Directions for this task
Could the lines from the one containing "Exercise. Mark the tree in" through the end of the material below be returned exactly, with nothing else?
* * *
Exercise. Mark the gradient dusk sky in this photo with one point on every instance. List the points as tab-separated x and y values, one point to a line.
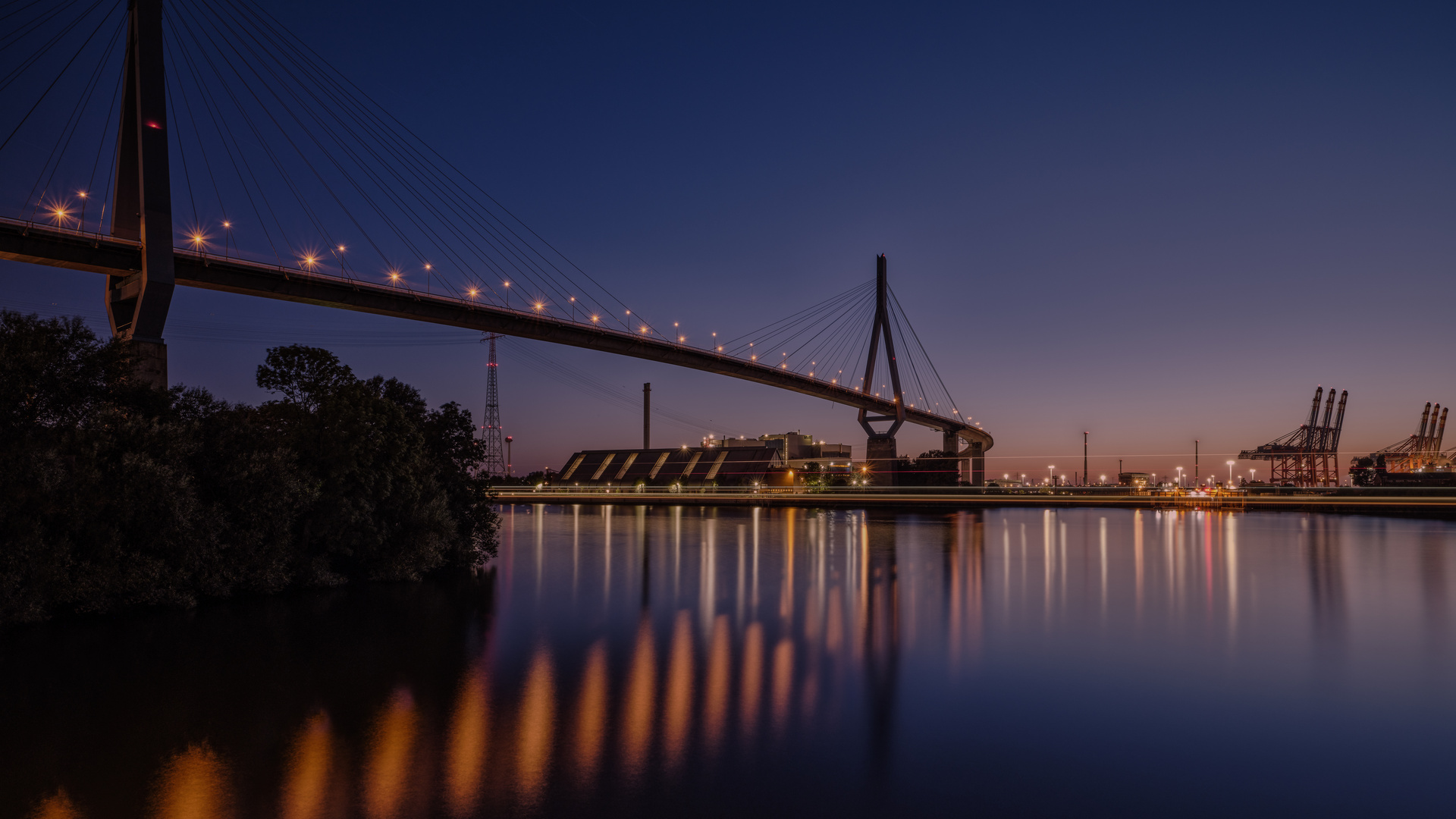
1156	222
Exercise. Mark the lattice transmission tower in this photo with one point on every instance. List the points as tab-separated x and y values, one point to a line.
491	428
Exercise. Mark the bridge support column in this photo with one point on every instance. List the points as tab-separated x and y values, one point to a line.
142	203
883	458
149	362
951	444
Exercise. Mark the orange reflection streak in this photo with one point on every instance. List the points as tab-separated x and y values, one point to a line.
679	691
306	781
538	727
1138	556
835	629
468	745
55	806
386	773
783	684
592	713
637	733
786	591
194	786
715	704
752	687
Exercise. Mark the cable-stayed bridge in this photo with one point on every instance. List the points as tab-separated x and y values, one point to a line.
296	186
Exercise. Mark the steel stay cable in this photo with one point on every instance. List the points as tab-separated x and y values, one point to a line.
835	321
234	156
201	143
924	352
839	334
290	57
770	330
57	76
17	36
322	181
101	146
72	124
262	142
366	167
777	340
334	72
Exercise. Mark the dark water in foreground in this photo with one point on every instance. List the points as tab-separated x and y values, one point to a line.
783	664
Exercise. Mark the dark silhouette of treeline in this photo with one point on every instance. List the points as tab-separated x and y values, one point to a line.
115	494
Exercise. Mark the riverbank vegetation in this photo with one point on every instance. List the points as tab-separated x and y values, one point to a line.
115	494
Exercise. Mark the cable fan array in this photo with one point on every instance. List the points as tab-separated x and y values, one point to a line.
277	158
830	341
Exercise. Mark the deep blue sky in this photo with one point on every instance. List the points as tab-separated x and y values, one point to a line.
1158	222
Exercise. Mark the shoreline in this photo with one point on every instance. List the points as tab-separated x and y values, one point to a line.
1334	503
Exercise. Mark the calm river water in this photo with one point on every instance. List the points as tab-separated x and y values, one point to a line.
723	662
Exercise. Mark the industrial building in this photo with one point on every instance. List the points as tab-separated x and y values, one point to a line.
718	463
794	450
686	466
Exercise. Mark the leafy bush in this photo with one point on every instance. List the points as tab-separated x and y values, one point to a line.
115	494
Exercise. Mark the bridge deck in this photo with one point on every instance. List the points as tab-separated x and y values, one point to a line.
36	243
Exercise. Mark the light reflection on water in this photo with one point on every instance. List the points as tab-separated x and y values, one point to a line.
679	659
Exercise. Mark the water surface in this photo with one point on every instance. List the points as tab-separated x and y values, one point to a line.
724	662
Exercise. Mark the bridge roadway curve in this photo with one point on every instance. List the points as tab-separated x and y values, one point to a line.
44	245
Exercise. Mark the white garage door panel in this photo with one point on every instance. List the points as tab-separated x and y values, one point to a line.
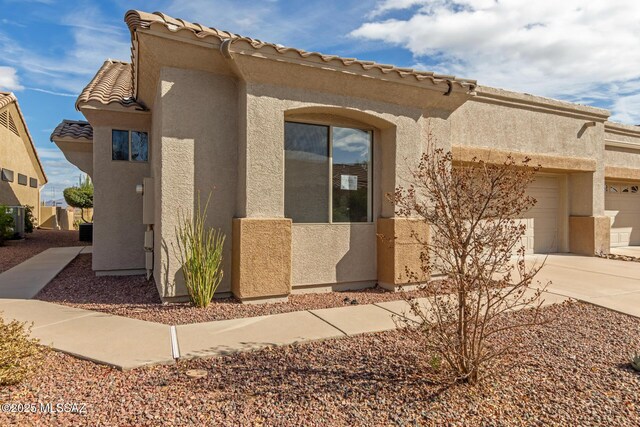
543	219
624	211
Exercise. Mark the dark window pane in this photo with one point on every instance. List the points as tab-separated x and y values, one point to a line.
120	145
351	175
139	146
306	176
7	175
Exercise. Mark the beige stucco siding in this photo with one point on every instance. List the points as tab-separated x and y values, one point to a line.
622	157
197	153
79	153
262	162
118	231
324	254
522	125
15	156
333	253
622	151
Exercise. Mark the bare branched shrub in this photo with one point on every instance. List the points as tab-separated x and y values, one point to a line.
199	249
476	244
20	355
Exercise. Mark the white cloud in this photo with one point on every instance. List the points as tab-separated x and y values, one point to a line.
9	79
570	49
88	47
60	172
627	109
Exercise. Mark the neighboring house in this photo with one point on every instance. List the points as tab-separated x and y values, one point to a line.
268	129
21	173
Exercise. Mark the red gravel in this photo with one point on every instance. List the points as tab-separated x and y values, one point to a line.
133	296
573	371
17	251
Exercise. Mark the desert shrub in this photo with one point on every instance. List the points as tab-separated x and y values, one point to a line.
475	242
20	355
29	219
80	197
199	249
6	225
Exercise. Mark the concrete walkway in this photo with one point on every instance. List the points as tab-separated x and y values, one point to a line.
128	343
25	280
608	283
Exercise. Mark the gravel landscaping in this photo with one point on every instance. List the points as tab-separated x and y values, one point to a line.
134	296
17	251
573	371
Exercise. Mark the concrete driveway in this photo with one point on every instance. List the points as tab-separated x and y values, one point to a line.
609	283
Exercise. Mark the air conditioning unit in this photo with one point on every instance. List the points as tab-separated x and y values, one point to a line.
17	212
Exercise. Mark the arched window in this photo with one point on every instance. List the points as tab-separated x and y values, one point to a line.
328	173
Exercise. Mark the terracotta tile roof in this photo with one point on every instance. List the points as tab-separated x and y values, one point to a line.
7	98
76	129
137	19
113	84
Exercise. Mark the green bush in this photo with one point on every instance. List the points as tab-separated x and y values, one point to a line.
6	225
200	253
20	355
80	197
29	219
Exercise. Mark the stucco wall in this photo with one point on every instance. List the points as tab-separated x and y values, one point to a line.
400	138
622	157
118	231
15	156
333	253
622	150
512	122
198	153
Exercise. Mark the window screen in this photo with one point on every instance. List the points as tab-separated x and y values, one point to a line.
120	145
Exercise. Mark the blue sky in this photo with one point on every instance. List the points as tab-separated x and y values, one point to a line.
586	52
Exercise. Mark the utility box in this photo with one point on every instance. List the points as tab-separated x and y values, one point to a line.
17	212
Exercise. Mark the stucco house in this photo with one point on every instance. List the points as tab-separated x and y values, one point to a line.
299	149
21	173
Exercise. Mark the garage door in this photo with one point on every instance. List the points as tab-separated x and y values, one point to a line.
543	219
622	205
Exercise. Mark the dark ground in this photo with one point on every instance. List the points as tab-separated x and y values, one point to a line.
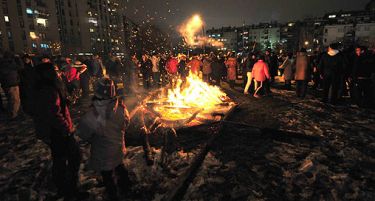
273	148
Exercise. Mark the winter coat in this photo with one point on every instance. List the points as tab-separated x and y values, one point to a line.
303	71
195	66
9	74
52	115
206	69
231	64
27	88
172	66
146	67
96	68
260	71
288	69
272	62
332	64
182	68
71	73
362	67
155	64
248	67
216	69
104	128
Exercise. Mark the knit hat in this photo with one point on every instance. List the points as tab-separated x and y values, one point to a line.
105	89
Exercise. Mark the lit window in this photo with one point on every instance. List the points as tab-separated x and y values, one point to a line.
33	35
332	16
41	21
29	11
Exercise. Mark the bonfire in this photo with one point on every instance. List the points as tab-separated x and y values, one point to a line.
189	103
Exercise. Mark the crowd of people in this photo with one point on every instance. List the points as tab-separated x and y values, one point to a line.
45	88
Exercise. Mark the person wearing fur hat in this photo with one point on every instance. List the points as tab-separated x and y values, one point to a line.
54	126
332	67
103	126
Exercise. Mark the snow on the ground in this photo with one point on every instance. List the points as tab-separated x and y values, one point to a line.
244	163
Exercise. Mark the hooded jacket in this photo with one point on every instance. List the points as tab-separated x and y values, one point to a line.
206	69
172	66
195	66
231	64
104	128
332	64
261	71
9	74
52	115
303	71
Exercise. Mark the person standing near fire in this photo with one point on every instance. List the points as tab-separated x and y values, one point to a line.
103	126
231	64
54	126
195	65
146	70
261	74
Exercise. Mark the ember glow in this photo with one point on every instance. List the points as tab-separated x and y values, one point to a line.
191	30
195	93
193	100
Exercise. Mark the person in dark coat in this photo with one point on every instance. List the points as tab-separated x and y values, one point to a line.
288	68
217	69
182	67
103	126
146	70
97	67
27	85
361	75
85	77
54	126
272	61
332	68
10	80
302	73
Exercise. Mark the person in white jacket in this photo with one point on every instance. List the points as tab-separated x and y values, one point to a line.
103	126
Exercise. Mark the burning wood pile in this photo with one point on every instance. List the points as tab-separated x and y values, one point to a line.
187	103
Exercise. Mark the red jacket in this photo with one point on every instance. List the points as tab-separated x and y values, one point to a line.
260	71
231	64
195	66
71	74
172	66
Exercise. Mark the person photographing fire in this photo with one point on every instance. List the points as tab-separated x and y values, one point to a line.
103	126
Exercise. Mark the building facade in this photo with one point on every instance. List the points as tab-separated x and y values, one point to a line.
227	35
28	26
62	26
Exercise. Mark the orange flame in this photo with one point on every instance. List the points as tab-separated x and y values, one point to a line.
186	99
190	30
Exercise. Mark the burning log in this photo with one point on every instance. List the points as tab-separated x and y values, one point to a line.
184	105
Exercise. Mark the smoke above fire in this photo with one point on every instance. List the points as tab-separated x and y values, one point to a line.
192	30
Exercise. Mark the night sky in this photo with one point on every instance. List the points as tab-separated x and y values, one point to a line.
217	13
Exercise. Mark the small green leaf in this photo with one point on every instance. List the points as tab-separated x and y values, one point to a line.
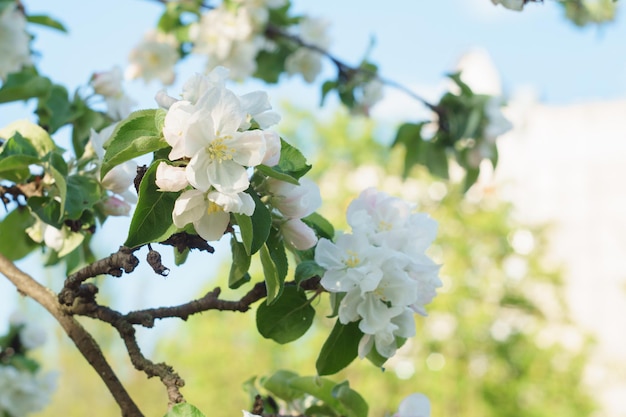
273	282
14	225
24	85
38	138
275	173
308	269
278	384
135	136
184	410
287	318
241	263
292	162
340	348
152	219
322	227
255	229
352	401
47	21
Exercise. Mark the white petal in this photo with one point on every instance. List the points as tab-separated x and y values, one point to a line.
189	207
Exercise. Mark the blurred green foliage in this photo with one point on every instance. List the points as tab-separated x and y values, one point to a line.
492	345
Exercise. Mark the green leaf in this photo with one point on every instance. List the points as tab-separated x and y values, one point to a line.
14	225
287	318
308	269
255	229
47	209
340	348
184	410
352	401
135	136
24	85
239	268
322	227
292	162
320	388
152	219
278	384
47	21
82	193
273	282
40	142
275	173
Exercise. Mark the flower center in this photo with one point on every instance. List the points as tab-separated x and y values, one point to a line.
352	260
213	208
219	151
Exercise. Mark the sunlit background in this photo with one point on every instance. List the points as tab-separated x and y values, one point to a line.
530	321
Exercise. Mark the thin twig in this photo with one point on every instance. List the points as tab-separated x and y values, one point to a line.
85	343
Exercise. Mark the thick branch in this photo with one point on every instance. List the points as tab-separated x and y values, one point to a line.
115	264
172	381
85	343
210	301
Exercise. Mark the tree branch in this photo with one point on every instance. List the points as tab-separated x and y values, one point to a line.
85	343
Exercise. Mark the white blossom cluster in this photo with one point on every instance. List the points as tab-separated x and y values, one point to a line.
231	34
215	137
23	392
292	203
382	268
14	41
154	58
305	61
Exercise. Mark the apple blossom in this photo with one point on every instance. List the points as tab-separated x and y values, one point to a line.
414	405
14	41
294	201
382	269
170	178
511	4
209	212
154	58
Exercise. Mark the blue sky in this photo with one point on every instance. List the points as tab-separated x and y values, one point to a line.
417	42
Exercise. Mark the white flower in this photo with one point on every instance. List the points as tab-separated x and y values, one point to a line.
219	153
170	178
510	4
305	62
294	201
272	153
154	58
119	179
208	212
14	41
297	234
22	392
415	405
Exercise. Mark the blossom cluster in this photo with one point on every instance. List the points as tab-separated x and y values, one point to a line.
215	137
23	389
231	34
14	41
381	269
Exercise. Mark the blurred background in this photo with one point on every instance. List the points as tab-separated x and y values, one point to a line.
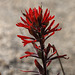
11	47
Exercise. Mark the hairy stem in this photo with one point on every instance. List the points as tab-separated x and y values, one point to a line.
61	64
43	57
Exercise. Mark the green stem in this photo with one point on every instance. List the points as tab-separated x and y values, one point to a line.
61	64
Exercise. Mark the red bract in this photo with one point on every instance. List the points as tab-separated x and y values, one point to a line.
39	27
36	22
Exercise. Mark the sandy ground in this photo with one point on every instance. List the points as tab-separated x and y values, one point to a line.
11	47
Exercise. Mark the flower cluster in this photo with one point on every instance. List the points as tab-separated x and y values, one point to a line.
39	27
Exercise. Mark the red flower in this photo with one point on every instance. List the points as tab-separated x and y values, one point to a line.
37	23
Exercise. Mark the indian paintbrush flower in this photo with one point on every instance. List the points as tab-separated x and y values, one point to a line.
38	26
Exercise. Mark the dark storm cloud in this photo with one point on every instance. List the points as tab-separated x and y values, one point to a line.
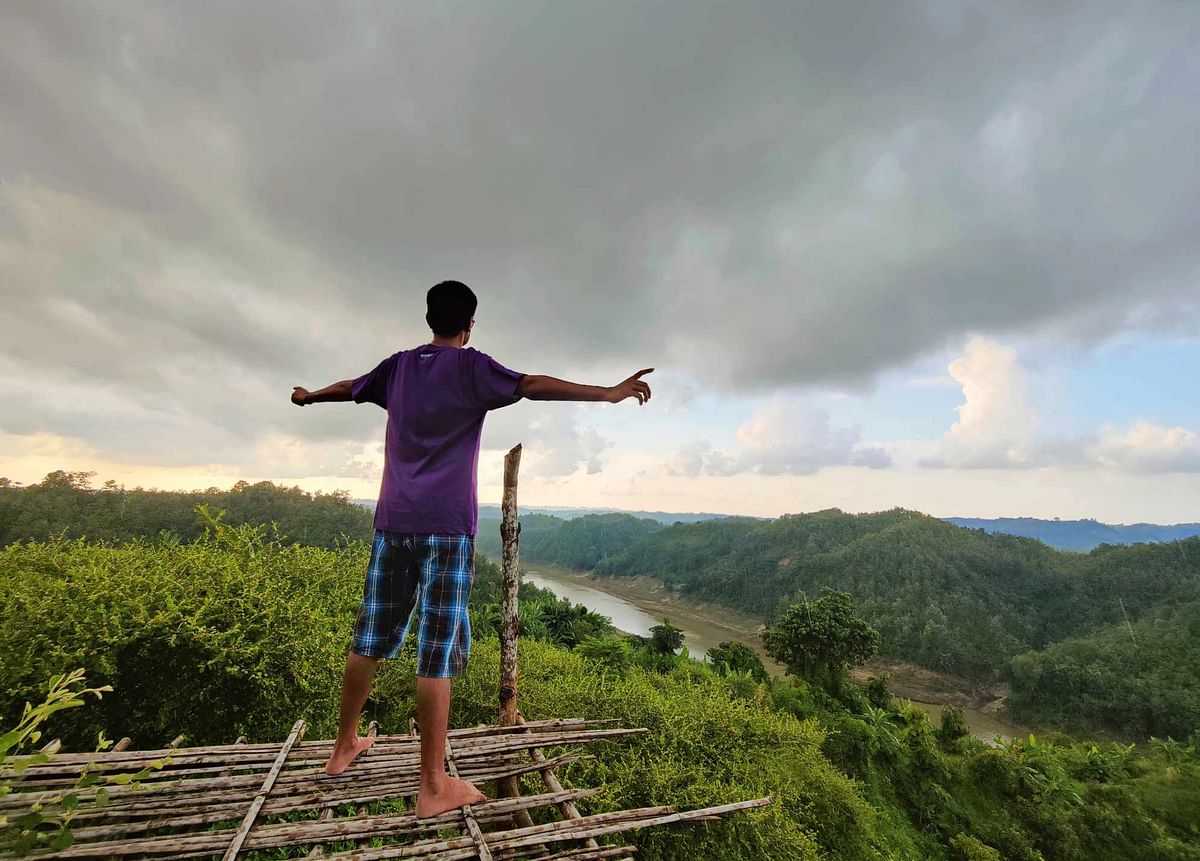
203	204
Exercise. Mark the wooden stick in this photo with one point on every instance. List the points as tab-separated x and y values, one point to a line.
510	533
257	805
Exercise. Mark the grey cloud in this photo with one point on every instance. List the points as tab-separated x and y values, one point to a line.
556	437
754	194
784	438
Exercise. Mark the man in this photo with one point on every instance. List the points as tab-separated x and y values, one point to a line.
424	551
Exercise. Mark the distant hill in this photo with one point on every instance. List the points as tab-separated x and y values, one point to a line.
492	512
1060	626
1063	535
1079	535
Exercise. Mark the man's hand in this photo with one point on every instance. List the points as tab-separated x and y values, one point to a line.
633	387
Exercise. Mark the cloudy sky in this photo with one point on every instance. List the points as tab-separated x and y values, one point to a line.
935	254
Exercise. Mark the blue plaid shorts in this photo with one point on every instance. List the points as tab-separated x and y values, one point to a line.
432	574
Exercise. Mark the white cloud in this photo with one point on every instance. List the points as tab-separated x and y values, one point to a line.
557	438
997	427
1149	447
996	422
783	438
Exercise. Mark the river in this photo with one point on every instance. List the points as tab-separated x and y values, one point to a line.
703	626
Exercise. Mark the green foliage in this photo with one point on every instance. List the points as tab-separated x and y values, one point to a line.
581	542
819	640
733	656
967	848
610	652
967	602
65	504
666	638
703	747
953	726
240	633
46	824
1139	678
234	633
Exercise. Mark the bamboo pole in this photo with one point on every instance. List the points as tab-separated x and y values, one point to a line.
295	834
265	752
328	813
257	805
468	814
567	807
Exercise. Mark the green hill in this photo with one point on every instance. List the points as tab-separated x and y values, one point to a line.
955	600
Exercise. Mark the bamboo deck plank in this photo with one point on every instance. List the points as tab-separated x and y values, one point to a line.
261	799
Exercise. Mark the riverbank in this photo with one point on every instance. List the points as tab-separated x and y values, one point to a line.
637	602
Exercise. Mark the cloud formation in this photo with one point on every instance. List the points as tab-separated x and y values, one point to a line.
997	427
204	204
783	438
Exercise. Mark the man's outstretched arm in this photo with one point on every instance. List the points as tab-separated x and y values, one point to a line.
538	387
337	391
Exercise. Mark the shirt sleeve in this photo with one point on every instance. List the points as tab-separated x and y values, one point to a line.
492	385
372	386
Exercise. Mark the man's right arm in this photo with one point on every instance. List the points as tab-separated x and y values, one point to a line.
335	392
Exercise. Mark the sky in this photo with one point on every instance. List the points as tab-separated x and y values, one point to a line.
941	256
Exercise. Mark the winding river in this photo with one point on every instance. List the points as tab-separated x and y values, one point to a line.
703	626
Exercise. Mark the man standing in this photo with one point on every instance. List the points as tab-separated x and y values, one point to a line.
424	551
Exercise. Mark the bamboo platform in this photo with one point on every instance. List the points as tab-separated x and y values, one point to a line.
275	799
233	800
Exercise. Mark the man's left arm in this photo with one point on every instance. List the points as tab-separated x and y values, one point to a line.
541	387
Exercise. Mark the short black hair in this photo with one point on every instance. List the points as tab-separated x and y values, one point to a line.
450	306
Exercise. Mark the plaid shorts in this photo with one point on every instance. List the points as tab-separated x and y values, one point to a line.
430	573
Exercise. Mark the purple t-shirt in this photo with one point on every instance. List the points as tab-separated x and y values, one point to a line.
436	399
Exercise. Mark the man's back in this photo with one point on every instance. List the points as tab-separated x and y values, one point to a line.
437	397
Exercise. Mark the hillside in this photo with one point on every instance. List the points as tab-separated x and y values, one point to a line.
954	600
237	634
1080	535
66	504
581	543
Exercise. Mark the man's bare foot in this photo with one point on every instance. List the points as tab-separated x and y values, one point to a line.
343	756
454	794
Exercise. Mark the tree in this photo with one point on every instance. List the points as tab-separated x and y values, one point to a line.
666	638
819	640
733	656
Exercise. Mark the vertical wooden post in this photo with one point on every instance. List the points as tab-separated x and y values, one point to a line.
509	531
* * *
Response to the exercise
Exercise. Mark the tree in this photo with one point on every instance. List the points as tab-separated x and y values, one point to a line.
666	638
819	640
733	656
Exercise. Mark the vertical wooden post in this photo with one point on every instance. List the points as tab-separated x and y values, one point to a line.
509	531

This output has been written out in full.